* [OPGAVEN]:
A - Neem uit de tekst over de psalm precies het stuk over dat opent met de woorden waarin "Hij ziet als" staat en sluit met "in de avondlucht.".
B - Wat laten de bloeiende bloem rechts en de verwelkte bloem links zien, volgens de tekst over de psalm?
C - Schrijf de tekst over de psalm verder, aansluitend op de laatste zin die er staat.

* [LEESTEKST]:
_ _ _ _

Hij ziet als het ware zichzelf weerspiegeld,
uitstijgend boven zijn aardse lot. In hernieuwde
jeugd ziet hij zichzelf als op adelaarsvleugelen
opgeheven in de avondlucht.
De bloeiende bloem rechts en de verwelkte
bloem links laten zien hoe kortstondig en fragiel
het menselijke leven is.
De harp, niet door mensenhanden bespeeld,
verwjjst naar het stille en woordloze lied
waarmee de gehele schepping haar
schepper lof toezingt. (Ets M. van Loopik
|
In vs. 14-18 vernemen wij de ware grond van Gods mededogen: de weerloze
nietigheid van de mens tegenover zijn schepper. Een mens is sterfelijk. Kort
nadat hij aan de grond ontsproten is, verwelkt hij als een bloem op het veld
(15-16). David ervaart als Godvrezend mens echter een diepe troost voor zijn
kortstondige bestaan. Hij maakt deel uit van een volk, waarmee de Schepper
zich voor Eeuwig verbonden heeft. Zijn ‘chèsèd’ -
liefderijke verbondenheid - met Israël en alle Godvrezenden
die Zijn verbond bewaren, is zonder eind. Indringend en haast beklemmend zijn
de woorden over de kortstondigheid van het menselijk bestaan in deze psalm.
Zij verliezen echter al hun scherpte in het licht van Gods eindeloze genade
en de eeuwige verbondenheid met Zijn volk en alle Godvrezenden.

_ _ _ _

* [AANGELEVERD MATERIAAL]:
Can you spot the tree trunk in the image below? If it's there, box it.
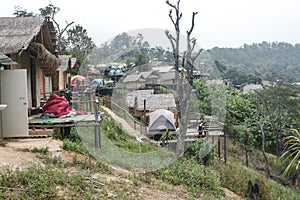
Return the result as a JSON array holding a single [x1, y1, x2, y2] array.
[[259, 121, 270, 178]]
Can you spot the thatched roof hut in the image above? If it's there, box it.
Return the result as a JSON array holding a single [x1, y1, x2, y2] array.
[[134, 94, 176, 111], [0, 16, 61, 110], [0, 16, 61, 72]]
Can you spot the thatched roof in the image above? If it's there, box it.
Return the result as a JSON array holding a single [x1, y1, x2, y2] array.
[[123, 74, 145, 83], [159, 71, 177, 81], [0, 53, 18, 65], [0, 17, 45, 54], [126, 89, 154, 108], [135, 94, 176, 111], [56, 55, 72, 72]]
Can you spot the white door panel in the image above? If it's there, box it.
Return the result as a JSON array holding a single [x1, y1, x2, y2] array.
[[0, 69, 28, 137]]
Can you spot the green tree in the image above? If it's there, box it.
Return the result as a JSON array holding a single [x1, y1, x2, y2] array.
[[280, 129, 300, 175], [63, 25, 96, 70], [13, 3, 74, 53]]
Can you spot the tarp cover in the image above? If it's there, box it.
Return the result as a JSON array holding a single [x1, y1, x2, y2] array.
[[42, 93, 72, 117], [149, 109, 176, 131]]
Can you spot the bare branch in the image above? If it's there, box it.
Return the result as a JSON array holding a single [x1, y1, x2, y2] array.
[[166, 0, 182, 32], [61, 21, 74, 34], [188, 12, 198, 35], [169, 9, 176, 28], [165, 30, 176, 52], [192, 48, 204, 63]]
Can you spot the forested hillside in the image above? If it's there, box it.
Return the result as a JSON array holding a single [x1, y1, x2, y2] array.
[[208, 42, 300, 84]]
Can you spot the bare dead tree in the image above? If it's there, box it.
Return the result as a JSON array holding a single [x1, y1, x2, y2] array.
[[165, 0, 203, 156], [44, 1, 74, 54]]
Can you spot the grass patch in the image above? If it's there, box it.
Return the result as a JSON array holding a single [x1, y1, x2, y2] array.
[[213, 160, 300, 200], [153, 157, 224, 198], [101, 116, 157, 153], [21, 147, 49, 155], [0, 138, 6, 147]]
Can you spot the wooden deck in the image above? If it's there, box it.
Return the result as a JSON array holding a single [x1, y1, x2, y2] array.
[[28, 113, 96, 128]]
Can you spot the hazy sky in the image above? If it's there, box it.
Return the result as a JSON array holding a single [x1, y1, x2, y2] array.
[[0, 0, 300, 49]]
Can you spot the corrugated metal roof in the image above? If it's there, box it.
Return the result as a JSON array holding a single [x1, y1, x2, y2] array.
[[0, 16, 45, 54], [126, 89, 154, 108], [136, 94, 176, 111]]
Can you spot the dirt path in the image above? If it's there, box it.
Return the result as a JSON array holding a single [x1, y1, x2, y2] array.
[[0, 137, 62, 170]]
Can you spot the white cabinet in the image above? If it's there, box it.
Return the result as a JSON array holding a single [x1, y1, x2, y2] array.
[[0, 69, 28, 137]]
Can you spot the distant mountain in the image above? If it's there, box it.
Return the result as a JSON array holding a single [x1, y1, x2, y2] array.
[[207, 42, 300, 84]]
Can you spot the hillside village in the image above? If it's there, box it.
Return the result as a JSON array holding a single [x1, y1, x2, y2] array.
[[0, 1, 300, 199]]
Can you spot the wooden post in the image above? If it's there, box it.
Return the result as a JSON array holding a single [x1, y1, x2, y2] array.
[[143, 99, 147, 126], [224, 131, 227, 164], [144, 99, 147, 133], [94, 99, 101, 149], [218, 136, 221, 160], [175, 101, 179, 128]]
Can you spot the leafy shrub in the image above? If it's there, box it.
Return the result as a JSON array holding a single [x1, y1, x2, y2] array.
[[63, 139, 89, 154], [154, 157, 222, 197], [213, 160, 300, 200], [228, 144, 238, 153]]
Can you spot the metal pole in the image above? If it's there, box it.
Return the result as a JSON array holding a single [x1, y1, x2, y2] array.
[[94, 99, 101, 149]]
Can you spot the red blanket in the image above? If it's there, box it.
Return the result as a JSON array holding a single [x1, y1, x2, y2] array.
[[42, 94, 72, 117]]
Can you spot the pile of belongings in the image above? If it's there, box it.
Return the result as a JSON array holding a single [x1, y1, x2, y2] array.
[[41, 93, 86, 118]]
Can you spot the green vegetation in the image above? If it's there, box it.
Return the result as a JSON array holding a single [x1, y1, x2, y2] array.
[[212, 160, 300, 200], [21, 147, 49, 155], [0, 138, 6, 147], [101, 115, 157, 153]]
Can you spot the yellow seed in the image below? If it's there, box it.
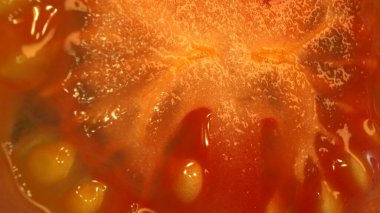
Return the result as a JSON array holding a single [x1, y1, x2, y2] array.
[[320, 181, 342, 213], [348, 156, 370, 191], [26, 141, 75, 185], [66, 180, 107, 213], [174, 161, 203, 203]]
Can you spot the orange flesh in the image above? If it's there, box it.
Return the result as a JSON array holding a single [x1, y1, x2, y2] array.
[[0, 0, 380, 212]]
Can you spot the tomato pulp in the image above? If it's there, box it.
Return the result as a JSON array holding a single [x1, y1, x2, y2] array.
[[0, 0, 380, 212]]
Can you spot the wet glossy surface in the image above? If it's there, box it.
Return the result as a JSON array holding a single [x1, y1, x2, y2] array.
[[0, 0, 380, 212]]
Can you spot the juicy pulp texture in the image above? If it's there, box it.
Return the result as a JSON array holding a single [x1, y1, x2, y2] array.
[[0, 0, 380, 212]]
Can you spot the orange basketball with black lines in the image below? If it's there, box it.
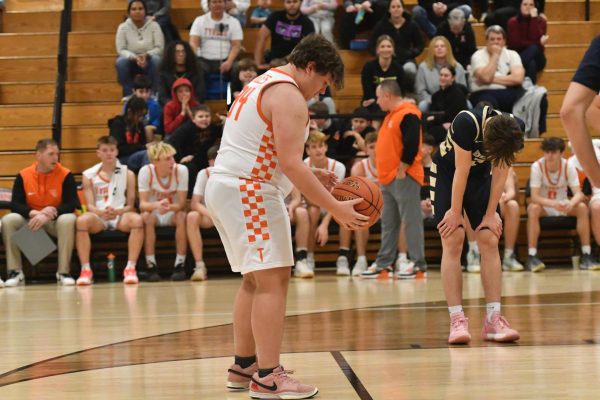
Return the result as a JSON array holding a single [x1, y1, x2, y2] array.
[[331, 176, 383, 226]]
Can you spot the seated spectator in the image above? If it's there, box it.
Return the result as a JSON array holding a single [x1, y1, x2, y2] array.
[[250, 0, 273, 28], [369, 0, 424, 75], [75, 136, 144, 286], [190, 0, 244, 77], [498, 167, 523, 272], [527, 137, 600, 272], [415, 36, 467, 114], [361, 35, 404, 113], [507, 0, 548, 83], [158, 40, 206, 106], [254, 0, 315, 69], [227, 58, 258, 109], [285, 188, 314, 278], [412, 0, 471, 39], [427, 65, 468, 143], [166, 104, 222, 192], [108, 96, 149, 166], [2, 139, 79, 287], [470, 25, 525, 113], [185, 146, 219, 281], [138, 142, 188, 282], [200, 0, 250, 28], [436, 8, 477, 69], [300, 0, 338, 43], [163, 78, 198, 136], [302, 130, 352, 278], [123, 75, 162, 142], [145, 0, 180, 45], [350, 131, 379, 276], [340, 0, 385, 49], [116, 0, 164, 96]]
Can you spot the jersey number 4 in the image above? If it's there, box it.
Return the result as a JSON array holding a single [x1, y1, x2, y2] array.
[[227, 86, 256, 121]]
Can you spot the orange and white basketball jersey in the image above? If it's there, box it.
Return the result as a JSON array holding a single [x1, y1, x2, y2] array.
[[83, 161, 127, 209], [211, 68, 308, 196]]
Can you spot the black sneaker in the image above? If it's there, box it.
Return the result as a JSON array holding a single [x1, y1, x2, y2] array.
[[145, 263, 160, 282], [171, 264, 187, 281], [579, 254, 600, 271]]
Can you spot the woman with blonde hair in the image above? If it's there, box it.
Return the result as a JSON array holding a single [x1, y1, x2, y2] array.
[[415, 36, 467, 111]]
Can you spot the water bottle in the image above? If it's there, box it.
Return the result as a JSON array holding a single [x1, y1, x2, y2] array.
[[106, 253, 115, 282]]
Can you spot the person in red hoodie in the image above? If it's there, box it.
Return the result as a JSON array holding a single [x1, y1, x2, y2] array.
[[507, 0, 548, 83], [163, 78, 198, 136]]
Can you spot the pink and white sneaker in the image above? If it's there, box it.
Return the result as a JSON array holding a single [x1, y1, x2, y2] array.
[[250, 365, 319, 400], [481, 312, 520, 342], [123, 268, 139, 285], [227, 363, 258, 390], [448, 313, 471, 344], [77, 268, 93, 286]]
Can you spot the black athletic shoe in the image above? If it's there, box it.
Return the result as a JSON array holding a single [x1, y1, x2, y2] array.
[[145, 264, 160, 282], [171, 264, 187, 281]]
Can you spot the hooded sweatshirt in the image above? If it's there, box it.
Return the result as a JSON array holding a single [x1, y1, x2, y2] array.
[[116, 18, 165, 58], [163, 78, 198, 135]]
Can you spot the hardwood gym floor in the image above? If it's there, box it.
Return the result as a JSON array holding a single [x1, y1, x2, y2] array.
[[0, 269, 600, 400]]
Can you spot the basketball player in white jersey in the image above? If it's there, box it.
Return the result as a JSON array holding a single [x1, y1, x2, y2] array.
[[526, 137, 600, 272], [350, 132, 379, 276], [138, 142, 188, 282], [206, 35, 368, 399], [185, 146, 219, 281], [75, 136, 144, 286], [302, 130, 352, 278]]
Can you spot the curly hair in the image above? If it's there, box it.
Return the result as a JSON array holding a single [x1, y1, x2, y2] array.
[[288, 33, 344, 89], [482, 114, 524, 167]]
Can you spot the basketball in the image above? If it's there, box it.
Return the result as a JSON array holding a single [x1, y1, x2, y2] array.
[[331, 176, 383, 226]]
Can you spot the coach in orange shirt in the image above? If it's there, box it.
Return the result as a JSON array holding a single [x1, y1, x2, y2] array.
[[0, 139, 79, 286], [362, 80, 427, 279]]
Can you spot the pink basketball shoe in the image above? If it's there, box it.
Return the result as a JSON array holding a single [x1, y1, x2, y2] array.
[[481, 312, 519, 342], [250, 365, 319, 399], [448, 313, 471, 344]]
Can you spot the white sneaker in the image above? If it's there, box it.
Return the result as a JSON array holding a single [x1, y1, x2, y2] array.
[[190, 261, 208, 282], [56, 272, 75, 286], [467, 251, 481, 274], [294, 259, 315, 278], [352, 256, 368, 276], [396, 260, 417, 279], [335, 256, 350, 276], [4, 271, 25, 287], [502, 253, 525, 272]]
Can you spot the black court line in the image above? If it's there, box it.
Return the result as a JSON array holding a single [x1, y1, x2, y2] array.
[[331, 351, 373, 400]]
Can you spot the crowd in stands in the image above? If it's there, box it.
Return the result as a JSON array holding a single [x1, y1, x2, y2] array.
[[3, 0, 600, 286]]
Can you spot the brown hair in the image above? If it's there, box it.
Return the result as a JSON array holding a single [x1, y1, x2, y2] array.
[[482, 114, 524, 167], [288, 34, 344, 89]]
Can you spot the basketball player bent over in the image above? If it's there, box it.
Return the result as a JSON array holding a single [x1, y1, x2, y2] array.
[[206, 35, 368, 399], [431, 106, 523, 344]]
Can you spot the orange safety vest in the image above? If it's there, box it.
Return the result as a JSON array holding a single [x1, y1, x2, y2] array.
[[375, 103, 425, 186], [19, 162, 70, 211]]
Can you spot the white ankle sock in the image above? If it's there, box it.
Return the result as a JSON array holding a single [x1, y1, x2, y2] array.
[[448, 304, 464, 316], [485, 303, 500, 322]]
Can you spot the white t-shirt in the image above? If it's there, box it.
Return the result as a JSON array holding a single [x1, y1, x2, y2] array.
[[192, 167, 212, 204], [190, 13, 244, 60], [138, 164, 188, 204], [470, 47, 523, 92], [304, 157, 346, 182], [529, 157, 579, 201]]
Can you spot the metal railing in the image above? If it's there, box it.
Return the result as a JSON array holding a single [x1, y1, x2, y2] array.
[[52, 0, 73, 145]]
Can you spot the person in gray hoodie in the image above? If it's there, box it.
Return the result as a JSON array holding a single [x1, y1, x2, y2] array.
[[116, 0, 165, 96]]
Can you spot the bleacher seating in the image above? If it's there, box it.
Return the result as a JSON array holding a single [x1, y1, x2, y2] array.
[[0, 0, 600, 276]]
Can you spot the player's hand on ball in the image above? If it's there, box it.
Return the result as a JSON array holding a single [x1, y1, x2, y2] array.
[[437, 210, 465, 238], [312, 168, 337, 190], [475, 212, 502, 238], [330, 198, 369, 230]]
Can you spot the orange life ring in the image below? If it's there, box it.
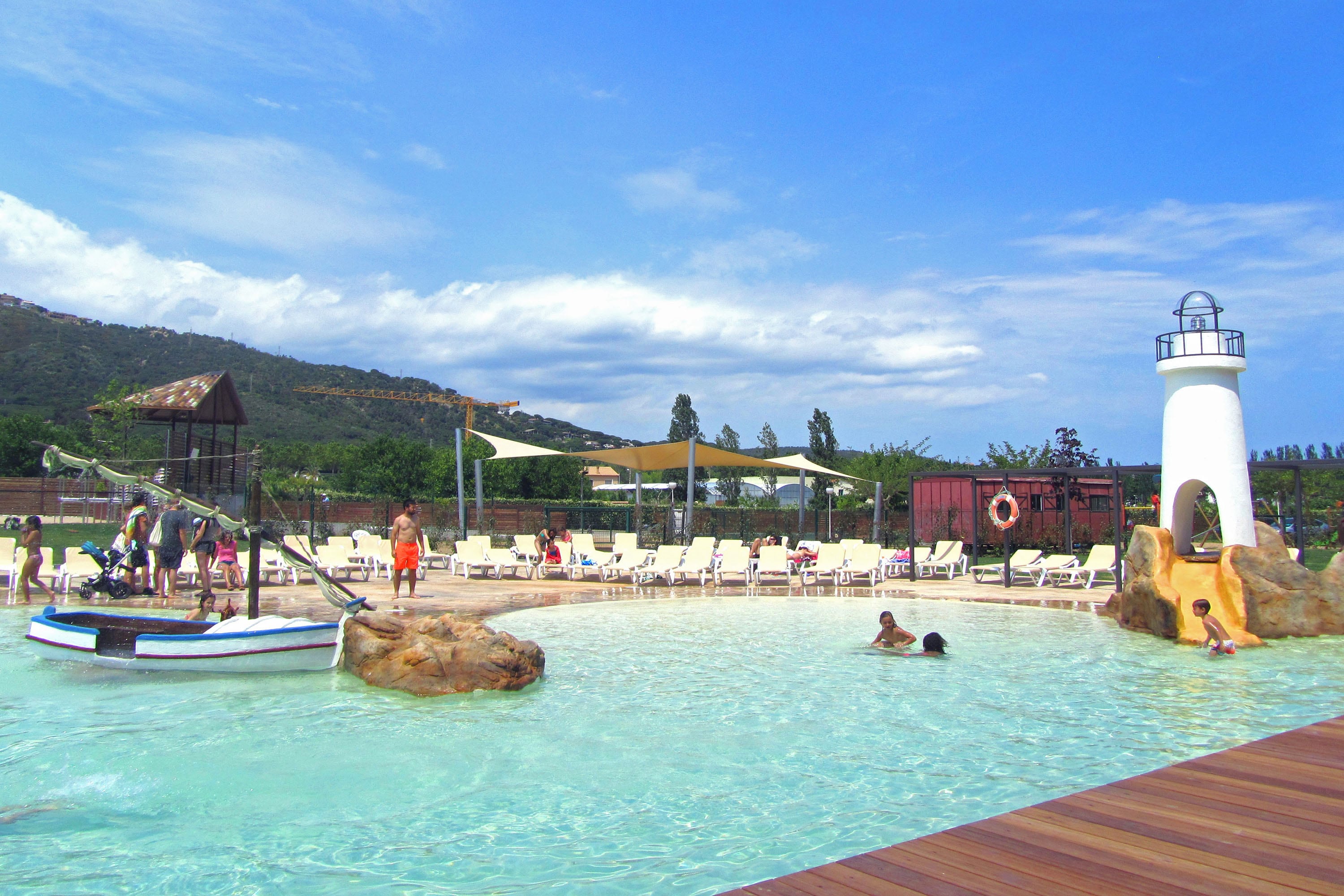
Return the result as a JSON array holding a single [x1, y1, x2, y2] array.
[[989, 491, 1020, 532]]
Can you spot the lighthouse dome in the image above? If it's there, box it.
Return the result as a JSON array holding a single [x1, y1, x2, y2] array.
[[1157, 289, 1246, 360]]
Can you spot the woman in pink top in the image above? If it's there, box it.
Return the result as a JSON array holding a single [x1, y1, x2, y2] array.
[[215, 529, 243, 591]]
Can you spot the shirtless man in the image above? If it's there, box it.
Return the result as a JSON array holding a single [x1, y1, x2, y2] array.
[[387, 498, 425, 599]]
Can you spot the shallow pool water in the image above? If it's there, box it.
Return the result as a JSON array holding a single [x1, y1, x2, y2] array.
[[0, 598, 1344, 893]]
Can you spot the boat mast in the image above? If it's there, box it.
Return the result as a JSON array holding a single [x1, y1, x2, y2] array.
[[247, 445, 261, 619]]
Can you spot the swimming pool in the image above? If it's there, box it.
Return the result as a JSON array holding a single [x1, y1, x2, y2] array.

_ _ _ _

* [VERWACHTE ANTWOORDEN]:
A -
Hij ziet als het ware zichzelf weerspiegeld,
uitstijgend boven zijn aardse lot. In hernieuwde
jeugd ziet hij zichzelf als op adelaarsvleugelen
opgeheven in de avondlucht.

B - Hoe kortstondig en fragiel het menselijke leven is.

C -
De ervaring van die verbondenheid heeft de joodse filosoof Hermann Cohen als
volgt verwoord:
‘En hij werd
vergaderd tot zijn volk (Gen. 25:8) ... En je zult in vrede tot jouw
vaderen ingaan (Gen. 15:15) .wanneer een mens tot de rustplaats van zijn
vaderen ingaat, wordt hij daarmee uitgetild boven het karakter van een
individuele persoon. Het is het volk , het is de ziel van het volk
waarin de ziel van een individu binnengaat. Het volk sterft niet, maar heeft
een geschiedenis die voortduurt. En geschiedenis, de geschiedenis van
iemands volk, verleent duurzaamheid en continuïteit aan de individuele ziel.
Onsterfelijkheid verwerft de betekenis van het in de geschiedenis voortleven
van een individu in de historische continuïteit van zijn volk’ (Hermann
Cohen, uit: At the Threshold,
Jewish Meditations on Death, ed. M. Swirsky
London 1996, 22).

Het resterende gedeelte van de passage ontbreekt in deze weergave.